- _Set exercise_:
Each entry below is to be transcribed exactly.

- _Entries provided_:
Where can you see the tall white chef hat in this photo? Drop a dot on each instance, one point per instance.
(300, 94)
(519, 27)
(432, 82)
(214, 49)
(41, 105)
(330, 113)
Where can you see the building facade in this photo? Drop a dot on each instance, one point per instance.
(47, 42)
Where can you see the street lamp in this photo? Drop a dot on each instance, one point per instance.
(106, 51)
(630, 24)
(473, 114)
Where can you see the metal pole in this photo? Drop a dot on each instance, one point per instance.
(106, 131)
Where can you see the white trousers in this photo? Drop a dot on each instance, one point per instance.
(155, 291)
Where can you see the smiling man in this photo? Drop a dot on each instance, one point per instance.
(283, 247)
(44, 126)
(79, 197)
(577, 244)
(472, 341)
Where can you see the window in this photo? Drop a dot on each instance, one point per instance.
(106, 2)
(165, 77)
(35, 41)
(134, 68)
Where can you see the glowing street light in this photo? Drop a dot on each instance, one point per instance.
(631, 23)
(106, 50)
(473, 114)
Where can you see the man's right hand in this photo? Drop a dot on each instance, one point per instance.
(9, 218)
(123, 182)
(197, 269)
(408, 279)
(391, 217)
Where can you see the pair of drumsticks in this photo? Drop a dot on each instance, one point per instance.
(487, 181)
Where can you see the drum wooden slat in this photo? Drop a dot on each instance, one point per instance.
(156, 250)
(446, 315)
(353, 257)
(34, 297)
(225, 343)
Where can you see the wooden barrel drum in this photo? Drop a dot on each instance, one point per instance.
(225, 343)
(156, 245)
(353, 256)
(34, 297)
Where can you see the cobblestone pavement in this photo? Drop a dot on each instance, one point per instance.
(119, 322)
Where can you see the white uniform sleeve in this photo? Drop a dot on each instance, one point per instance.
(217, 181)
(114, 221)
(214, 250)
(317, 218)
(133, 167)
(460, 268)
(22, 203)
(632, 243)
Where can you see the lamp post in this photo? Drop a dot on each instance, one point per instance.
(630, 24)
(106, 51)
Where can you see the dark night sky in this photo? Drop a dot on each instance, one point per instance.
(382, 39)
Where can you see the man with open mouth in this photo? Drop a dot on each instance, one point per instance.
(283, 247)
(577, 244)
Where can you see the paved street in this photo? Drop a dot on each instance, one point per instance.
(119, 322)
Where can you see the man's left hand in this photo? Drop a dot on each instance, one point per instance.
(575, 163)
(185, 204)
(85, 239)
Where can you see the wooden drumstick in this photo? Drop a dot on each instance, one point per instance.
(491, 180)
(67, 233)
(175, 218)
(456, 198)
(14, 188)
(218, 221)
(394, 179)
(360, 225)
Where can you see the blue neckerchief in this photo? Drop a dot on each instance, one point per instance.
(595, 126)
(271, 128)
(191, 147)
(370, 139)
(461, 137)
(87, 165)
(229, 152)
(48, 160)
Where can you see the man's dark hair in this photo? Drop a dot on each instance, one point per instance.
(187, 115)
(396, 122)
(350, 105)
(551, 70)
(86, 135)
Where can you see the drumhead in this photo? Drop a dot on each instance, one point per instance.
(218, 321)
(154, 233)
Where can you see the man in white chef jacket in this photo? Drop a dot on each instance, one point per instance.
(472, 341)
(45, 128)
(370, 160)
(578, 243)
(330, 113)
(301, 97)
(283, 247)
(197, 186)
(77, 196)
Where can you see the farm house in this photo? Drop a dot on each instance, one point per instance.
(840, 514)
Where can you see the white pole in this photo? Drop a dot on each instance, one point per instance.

- _Response for this exercise_:
Where can you see the tall white chef hat in this photo? Drop a dot on each instance, one point per instance.
(300, 94)
(519, 27)
(432, 82)
(214, 49)
(41, 105)
(330, 113)
Where can you see the building facade in this photo? Drop a dot on each instance, one point per instance.
(47, 42)
Where can you see the street lamp in this photo? Drop a dot on each instance, one point per instance.
(106, 51)
(630, 24)
(473, 114)
Where can you see the metal pole in this photo? Drop a dot on each instance, one point per instance.
(106, 131)
Where can you see the white trousers in this photo? Drop a dot on each instance, one point per instance.
(155, 291)
Where can you see the smiling man in this photo? Drop a dot on each instance, one point per instance.
(283, 247)
(44, 126)
(79, 197)
(577, 244)
(472, 341)
Where can you see the window in this photo? Drop a dot on each instance, one point per instance.
(106, 2)
(165, 77)
(35, 41)
(134, 68)
Where can you see the glowing street light in this photo? Drop a dot on each instance, one point per instance.
(631, 23)
(106, 50)
(473, 114)
Where can you see the man's right hand in this photo? Drop a dot on each instance, one point per instance.
(9, 218)
(123, 182)
(197, 269)
(408, 279)
(391, 217)
Where can you see the pair of drumsticks in this photo? Drop a dot on each instance, one point per instance.
(487, 181)
Where can you see the drum wooden slat in this photo? Drop a dot on each instance, one point per instance.
(156, 250)
(446, 315)
(353, 257)
(34, 297)
(225, 343)
Where can you see the wooden barrel drum in this photo? Drop a dot on each instance, one point per instance.
(225, 343)
(156, 245)
(353, 256)
(34, 297)
Where can you see the cobblestone pavement in this photo? Drop a dot on each instance, one point per instance.
(119, 322)
Where can you see the white uniform sleeve in this photo? Drop a dot on each instance, one point per instance.
(217, 181)
(114, 221)
(214, 250)
(317, 218)
(133, 167)
(460, 268)
(22, 203)
(632, 243)
Where can you see the lamp post in this photo? Drop a dot on each instance, one point per instance.
(630, 24)
(106, 51)
Where can you see the dark night sky in this photo? Drop a dot on each instance, one point per instance.
(382, 39)
Where can you see the man with open mouth in this photo? Drop a dot on each instance, one point per instance.
(283, 247)
(577, 244)
Where can you see the paved street in this photo? Drop a dot on each instance, one point per instance.
(119, 322)
Where can you see the man's left hand in this photo? Drop a dot on each instance, one point per instance.
(575, 163)
(185, 204)
(85, 239)
Where can you see the wooden drumstick in this photo? Drop a dot on each instance, one point per instance.
(491, 180)
(67, 233)
(175, 218)
(456, 198)
(14, 188)
(218, 221)
(394, 179)
(360, 225)
Where can you see the blue neckerchief in this photo? Drop a dot on each instance, one point per instance.
(595, 126)
(271, 128)
(191, 147)
(370, 139)
(461, 137)
(87, 165)
(229, 152)
(48, 160)
Where can you see the man's dark hair in this photo? Drop a dot on each instance, one point per instance.
(187, 115)
(396, 122)
(350, 105)
(551, 70)
(86, 135)
Where can you see the drumhead in this photo? Drop a dot on each instance, one point per instance.
(218, 321)
(154, 233)
Where can you see the man in white chef jacket in this photo? Drop a dot on each instance, one point per instance.
(472, 341)
(45, 128)
(370, 160)
(578, 243)
(330, 113)
(301, 97)
(283, 247)
(197, 186)
(77, 196)
Where can you see the farm house in this photo? Drop a dot on each instance, one point per instance.
(840, 514)
Where can you see the white pole in this photo? Drop a dot on each instance, one point per instance.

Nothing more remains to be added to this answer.